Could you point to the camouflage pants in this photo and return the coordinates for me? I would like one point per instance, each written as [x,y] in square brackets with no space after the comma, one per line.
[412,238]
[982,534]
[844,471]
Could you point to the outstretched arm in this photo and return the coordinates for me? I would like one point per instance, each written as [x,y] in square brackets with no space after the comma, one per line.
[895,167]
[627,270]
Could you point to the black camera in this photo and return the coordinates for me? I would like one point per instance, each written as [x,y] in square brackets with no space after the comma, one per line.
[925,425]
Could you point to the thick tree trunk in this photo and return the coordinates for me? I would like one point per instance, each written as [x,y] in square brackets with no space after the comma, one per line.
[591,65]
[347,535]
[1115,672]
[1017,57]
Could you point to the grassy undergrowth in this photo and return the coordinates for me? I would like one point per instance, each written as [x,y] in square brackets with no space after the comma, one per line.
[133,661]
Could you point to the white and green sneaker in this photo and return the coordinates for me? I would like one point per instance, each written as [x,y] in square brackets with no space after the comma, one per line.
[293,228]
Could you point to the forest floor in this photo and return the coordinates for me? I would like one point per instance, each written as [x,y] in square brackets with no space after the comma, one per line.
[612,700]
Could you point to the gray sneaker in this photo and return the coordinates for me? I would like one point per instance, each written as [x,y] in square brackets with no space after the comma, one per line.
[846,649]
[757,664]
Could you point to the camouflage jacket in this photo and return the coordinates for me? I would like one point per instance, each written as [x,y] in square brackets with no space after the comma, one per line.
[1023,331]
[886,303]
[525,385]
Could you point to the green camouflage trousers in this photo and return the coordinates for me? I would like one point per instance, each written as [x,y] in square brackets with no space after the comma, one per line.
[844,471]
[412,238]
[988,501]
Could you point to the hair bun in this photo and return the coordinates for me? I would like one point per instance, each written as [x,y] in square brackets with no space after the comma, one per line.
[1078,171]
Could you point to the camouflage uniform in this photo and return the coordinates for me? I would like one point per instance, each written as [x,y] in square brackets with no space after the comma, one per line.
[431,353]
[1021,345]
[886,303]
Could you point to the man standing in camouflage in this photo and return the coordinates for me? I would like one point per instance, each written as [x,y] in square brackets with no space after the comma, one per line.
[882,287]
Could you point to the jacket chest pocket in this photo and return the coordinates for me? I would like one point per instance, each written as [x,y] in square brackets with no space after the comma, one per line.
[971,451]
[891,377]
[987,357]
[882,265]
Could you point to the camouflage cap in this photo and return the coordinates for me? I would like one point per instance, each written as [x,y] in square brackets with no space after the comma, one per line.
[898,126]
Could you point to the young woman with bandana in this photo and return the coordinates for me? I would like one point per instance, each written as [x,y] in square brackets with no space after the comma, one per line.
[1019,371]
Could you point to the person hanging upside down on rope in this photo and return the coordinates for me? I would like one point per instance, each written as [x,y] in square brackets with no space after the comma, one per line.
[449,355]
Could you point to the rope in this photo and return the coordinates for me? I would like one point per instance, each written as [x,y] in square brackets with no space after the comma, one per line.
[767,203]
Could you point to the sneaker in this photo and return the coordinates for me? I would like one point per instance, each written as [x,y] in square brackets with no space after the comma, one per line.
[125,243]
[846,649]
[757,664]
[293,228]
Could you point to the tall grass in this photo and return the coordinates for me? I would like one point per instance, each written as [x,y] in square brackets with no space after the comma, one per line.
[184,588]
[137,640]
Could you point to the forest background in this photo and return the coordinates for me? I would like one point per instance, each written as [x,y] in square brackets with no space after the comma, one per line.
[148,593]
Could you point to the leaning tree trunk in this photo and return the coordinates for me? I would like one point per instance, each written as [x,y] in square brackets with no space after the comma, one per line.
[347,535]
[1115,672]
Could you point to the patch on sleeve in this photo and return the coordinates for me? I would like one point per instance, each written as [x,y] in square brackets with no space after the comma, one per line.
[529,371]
- - - -
### HOW TO COMPLETE THIS TASK
Output each entry exactly as written, leaving none out.

### RESULT OF THIS EXERCISE
Could you point to the camouflage pants in this photo and return the coordinates for me? I would like one point per instance, each written as [x,y] in square brackets with no space after the comma, one per line.
[412,238]
[982,534]
[844,471]
Could you point to the outstretched arm in this photo and return the coordinates for me? I would like one point per instance, each written as [x,y] in square brackets with no space after the comma, one per line.
[895,167]
[627,270]
Could you point to the black camera in this photo and return the coordinates for me? I would like one point per instance, each written as [x,y] in square brackets with no space after the comma, one per line.
[925,425]
Could you point to the thick tree trunk in this photo and return the coordinates for me? I would like one point per instance, each written as [x,y] in square brackets with no space after the comma, one per line.
[591,65]
[347,535]
[1115,672]
[1017,57]
Could you point to the grassy undergrowth in this photo and return the coordinates for me? I would like one point per instance, each written as [x,y] in square brackets with no space after the comma, one per line.
[133,661]
Could you point to the white and green sneaker in this photo and return the coordinates for me? I would like one point per instance, each written as [x,y] in square brackets with no space after the comma, one per line.
[293,228]
Could you point to the forest floor in this photo and return the coordinates for me? I would like one point per instance, each written as [x,y] in square brackets with no space after the comma, one per line.
[612,700]
Could you point to the gray sneaker in this photo and return the coordinates for me? I would like one point per instance, each written as [x,y] in square brackets with no space after the comma, one per line.
[846,649]
[757,664]
Could you point to the camouflage jacket in this photo and return the coordinates for me? I would like one point per instance, each written as [x,y] in square brackets with no space after the comma, one per line.
[1023,331]
[886,303]
[525,385]
Could you point to the green camouflage trousers in this photo and return the coordinates for me? I would like one point per instance, each written as [x,y] in square brackets with no space after the comma, one per line.
[844,471]
[412,238]
[988,501]
Could you point to the hair bun in this photo and return the coordinates for me? I would like one point per instance, each written as [x,y] in square brackets with no space after the comma, one per line.
[1078,171]
Could you point to the camouflage uniform in this photo and return the coordinates for me? I would like one point per instance, each written as [x,y] in square brackets with no space after the comma, one per line.
[431,353]
[1021,345]
[886,303]
Could you point to the man standing in camouflage in this photo and return the coordinates for me? I would like one point per instance, each written as [x,y] in square brackets with no space after the comma, one per line.
[882,287]
Could you point to the jacket chest pocket in this photo and return the coordinates for me? I would like one point per instance, each written as [x,y] in square brackets with no space after the comma, one per line.
[971,451]
[891,377]
[987,357]
[882,265]
Could you point to the camouflage cap in this photo and return the coordinates for me? I would like one point per instance, each written as [x,y] in square brackets with no space after the comma, one per line.
[898,126]
Could you point to the young woman with bandana in this photo and return the coordinates for me? I would like one point per instance, each written as [x,y] in square brackets with no space after the comma, one per line.
[1019,371]
Could you point to the person hanging upside down on rope in this photo and return the coordinates for me? I would like one point per instance, each written as [x,y] in square brackets with no space after the comma, one per line.
[449,355]
Could you point to the rope in this photo and return the coordinates for me? I would like one point per instance, each written as [x,y] in square brackets with no space after the comma, one per line.
[767,203]
Could you point to the sneaker in this photo and return the coordinates for me? I would like one point per instance, each written as [x,y] in square brackets with no space after the comma, one per line.
[125,243]
[846,649]
[757,664]
[293,228]
Could you point to the tall grass in this photo and return the coordinates for me? I would like one point per instance, each written as [x,y] in square brackets with no space after the comma, one per line.
[184,588]
[137,640]
Could you point to the forest background in this photo and return the coordinates for me? I would like one point per instance, each written as [x,y] in square brackets with no space after the comma, one per line.
[148,593]
Could you point to the leaning tree trunk in this photo and return the coordinates for me? I would like one point per instance, each written as [x,y] in square brackets with no space after the comma, one per line.
[347,535]
[1115,672]
Could you point to the patch on sleeve in this photo and return the coordinates for me? I would like one point per instance, each written as [x,y] in square brackets with no space after the comma, one per line.
[529,371]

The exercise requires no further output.